**Task brief:** Below is a set of records; restate each one word for word.

**Data listing:**

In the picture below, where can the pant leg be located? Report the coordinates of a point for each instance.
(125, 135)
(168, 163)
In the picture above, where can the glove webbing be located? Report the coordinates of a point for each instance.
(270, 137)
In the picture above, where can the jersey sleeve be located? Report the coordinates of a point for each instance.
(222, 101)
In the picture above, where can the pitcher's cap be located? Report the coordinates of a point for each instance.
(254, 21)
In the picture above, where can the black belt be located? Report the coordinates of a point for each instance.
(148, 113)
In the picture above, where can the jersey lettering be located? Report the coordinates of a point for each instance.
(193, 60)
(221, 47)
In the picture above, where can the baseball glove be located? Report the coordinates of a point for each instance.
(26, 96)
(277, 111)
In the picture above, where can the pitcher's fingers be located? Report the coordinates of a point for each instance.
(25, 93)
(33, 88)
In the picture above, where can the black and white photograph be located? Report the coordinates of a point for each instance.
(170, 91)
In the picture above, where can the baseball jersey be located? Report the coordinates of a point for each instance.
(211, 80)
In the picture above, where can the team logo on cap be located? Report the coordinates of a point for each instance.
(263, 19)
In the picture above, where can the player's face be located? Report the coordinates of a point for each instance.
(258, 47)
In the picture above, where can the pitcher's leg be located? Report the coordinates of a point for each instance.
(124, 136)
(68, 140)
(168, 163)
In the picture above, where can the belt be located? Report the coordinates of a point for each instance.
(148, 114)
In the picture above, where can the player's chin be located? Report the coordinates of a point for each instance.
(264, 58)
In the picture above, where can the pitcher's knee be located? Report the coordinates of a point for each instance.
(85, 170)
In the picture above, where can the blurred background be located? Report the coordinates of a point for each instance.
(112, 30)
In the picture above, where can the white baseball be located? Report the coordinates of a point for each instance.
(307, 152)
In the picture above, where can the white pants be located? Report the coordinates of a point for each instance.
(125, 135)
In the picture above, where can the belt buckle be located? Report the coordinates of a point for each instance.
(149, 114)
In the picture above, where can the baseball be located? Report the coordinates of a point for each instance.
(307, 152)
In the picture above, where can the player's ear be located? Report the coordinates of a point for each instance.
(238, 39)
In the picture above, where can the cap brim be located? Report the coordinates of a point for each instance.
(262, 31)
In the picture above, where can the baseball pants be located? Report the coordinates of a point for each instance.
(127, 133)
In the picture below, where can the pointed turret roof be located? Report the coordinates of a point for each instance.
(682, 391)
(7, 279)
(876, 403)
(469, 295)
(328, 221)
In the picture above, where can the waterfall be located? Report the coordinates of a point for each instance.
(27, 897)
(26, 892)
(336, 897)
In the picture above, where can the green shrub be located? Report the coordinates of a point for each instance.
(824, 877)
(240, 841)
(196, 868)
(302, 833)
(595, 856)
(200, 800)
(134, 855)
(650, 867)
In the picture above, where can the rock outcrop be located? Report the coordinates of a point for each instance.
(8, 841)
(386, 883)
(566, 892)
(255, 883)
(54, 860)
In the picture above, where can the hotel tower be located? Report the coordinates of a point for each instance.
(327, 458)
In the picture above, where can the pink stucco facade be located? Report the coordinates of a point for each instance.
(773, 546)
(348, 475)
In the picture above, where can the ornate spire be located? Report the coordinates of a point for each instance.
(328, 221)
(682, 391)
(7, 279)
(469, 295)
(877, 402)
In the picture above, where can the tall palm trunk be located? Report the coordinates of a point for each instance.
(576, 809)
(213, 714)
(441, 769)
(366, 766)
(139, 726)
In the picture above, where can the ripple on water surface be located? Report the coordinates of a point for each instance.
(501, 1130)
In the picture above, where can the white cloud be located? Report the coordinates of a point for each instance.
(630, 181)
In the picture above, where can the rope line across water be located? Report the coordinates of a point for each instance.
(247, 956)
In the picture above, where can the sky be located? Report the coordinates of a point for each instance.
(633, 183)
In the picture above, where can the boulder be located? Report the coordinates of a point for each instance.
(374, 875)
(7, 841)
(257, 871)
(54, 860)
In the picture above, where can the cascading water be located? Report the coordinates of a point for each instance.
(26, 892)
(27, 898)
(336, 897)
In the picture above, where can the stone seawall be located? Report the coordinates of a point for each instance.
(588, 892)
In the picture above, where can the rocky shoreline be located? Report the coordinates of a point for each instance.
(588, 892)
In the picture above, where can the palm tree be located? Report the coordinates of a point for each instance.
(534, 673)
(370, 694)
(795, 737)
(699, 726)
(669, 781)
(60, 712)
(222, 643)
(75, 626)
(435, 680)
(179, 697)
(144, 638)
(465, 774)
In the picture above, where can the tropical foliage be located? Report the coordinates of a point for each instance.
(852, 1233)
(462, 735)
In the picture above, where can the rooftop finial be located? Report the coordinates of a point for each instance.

**Solution to this exercise:**
In the picture below, where can the pant leg be located? Report the coordinates of a point for each instance.
(125, 135)
(168, 163)
In the picture above, where can the glove webbing be located? Report the coordinates of a point for each instance.
(270, 137)
In the picture above, where can the jersey sleeve be located? Report the coordinates of a point for each instance.
(222, 101)
In the picture above, where can the pitcher's cap be located? Report the coordinates of a point for each instance.
(254, 21)
In the picture above, where can the black belt be located? Report the coordinates of a point for each instance.
(148, 113)
In the picture above, where can the jersey lettering be located? Report the coordinates of a point for each instance.
(193, 60)
(221, 47)
In the picture above, where can the baseball glove be located? Report the coordinates of a point for each instance.
(26, 96)
(277, 111)
In the picture above, where can the pitcher's fingers be located? Report the coordinates of a point for each instance.
(25, 93)
(33, 88)
In the picture above, where can the black and white photograph be located? Report the coordinates of a point for each instance.
(170, 91)
In the picture above, where can the baseball jersey be located? Report the coordinates of a point for each instance.
(211, 80)
In the picture above, where can the team logo on cap be located? Report the coordinates of a point for each instance.
(263, 19)
In the picture above, where can the player's face be located? Report the coordinates of a point for each instance.
(258, 47)
In the picture above, where can the pitcher's leg be located? Report the coordinates of a point for each instance.
(124, 136)
(68, 140)
(168, 163)
In the picture above, where can the belt be located? Report the coordinates of a point for each instance.
(148, 114)
In the picture above, where can the player's chin be located? Report the coordinates of a point for each instance.
(264, 58)
In the picture above, where can the pitcher's knee be located? Report the coordinates of a point for each instance.
(85, 170)
In the picture above, where can the blurred background be located? Report the coordinates of a point for each instance.
(112, 30)
In the picture above, where can the white baseball be located? Report the coordinates of a point for each instance.
(307, 152)
In the picture above, where can the white pants be located? Report the coordinates of a point for each instance.
(125, 135)
In the picture above, where can the belt buckle be located? Report the coordinates of a point for each instance.
(149, 114)
In the picture above, where can the baseball be located? Report the coordinates of a point for each instance.
(307, 152)
In the picture above, where can the player's ear be located? Report the coordinates of a point for each instance.
(238, 39)
In the picture above, where can the cap brim be located? Report the coordinates of a point for each instance.
(262, 31)
In the picture above, where can the baseball pants be located? Report the coordinates of a point for each instance.
(127, 133)
In the picture below, where can the pointed turret roof be located? Report the coordinates of a point for each instance.
(682, 391)
(7, 279)
(876, 403)
(469, 295)
(328, 221)
In the picture above, where can the waterfall be located? Report the coordinates of a point for each instance.
(27, 897)
(26, 892)
(336, 897)
In the picture above, where can the green shrub be located? Report the coordinates of a point for each instance.
(824, 877)
(240, 841)
(196, 868)
(302, 833)
(595, 856)
(200, 800)
(134, 855)
(650, 867)
In the picture above, where can the rock outcrop be located? Report the coordinates of a point for each instance.
(8, 841)
(386, 883)
(566, 892)
(255, 883)
(54, 860)
In the picture above, where can the hotel tower be located? Report the coordinates of a point for each instance.
(327, 458)
In the picture above, where can the pink stucco facade be located? Report the coordinates of a point for each instance.
(773, 546)
(348, 475)
In the picture above, where can the ornate spire be located? Report the coordinates of a point for each instance.
(328, 221)
(682, 391)
(7, 279)
(469, 295)
(877, 402)
In the picture above, where can the tall palm trunk be located? Report the coordinates of a point for each instance.
(576, 809)
(213, 714)
(441, 769)
(366, 766)
(139, 726)
In the picture above, where can the ripple on water surface be located? Report the coordinates of a point for each instance.
(501, 1130)
In the picture above, where can the white cloud be located? Report the coordinates of a point for each instance.
(630, 181)
In the picture above, where can the rope line across water be located? Report the coordinates of a point for each instance.
(247, 956)
In the picture above, where can the sky be located? Report the coordinates of a point for each instance.
(633, 183)
In the picture above, where can the boulder be located? Report the coordinates of a point for each instance.
(374, 875)
(7, 841)
(257, 871)
(54, 860)
In the picture above, where can the cascading water be located? Report the coordinates of a point for each instance.
(26, 892)
(27, 898)
(336, 897)
In the picture above, where can the stone seawall be located? Report the coordinates of a point for each instance.
(588, 892)
In the picture above, where can the rocky shoreline be located? Report the coordinates of a point for each instance.
(588, 892)
In the picture above, where can the palm tree be located? Report the coordinates of a point for each instance.
(534, 673)
(370, 694)
(795, 737)
(699, 726)
(669, 781)
(60, 712)
(222, 643)
(75, 626)
(435, 680)
(179, 697)
(144, 638)
(465, 774)
In the picture above, where can the tropical foliage be located? Report the coordinates of a point for each instance.
(852, 1233)
(462, 735)
In the picture above, where can the rooftop finial be located? Report the coordinates of a point for each instance.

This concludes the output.